Collection entries:
■ ■ ■

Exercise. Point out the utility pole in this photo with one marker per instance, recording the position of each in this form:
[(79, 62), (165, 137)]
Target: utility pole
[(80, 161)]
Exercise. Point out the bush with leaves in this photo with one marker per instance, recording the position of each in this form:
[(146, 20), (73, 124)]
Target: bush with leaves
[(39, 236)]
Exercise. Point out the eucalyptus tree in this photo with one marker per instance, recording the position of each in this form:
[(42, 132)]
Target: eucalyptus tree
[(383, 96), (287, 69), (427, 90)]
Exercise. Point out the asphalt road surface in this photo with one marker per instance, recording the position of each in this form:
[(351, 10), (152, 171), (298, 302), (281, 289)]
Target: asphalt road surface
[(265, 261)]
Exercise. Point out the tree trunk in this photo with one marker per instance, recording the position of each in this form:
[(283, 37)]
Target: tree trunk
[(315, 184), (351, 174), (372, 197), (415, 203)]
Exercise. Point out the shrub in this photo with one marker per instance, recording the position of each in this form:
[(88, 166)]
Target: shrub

■ ■ ■

Rewrite the listing above with every "Point out" changed to "Indicate" and all other wording left as it is.

■ Solution to the problem ■
Exercise. Indicate the utility pole in this photo with one marker per instance, recording the position of each in this form:
[(79, 62), (165, 137)]
Target: utility pole
[(80, 161)]
Exercise. Indicate the bush with leaves in this photo with one marker per instance, recording the position of each in this form:
[(146, 20), (73, 124)]
Target: bush with leaves
[(39, 236)]
Exercise. Indicate the eucalyptus tree in this photo with one marker per instance, recording the position of each in this form:
[(42, 132)]
Target: eucalyptus tree
[(383, 96), (287, 69), (427, 90)]
Exercise. Indicate the asphalt road surface in this photo with one marker per instance, recording the position of each in this form:
[(351, 10), (152, 171), (298, 302), (281, 289)]
Target: asphalt road surface
[(265, 261)]
Exercise. Indicate the tree trunk in this photo with one marker per instance, recording the position of each in this form:
[(283, 37)]
Target: tree trunk
[(315, 184), (351, 174), (372, 197), (415, 203)]
Exercise. Indicate the shrub in this photo with one marker per instance, recording the position of each in this form:
[(88, 166)]
Target: shrub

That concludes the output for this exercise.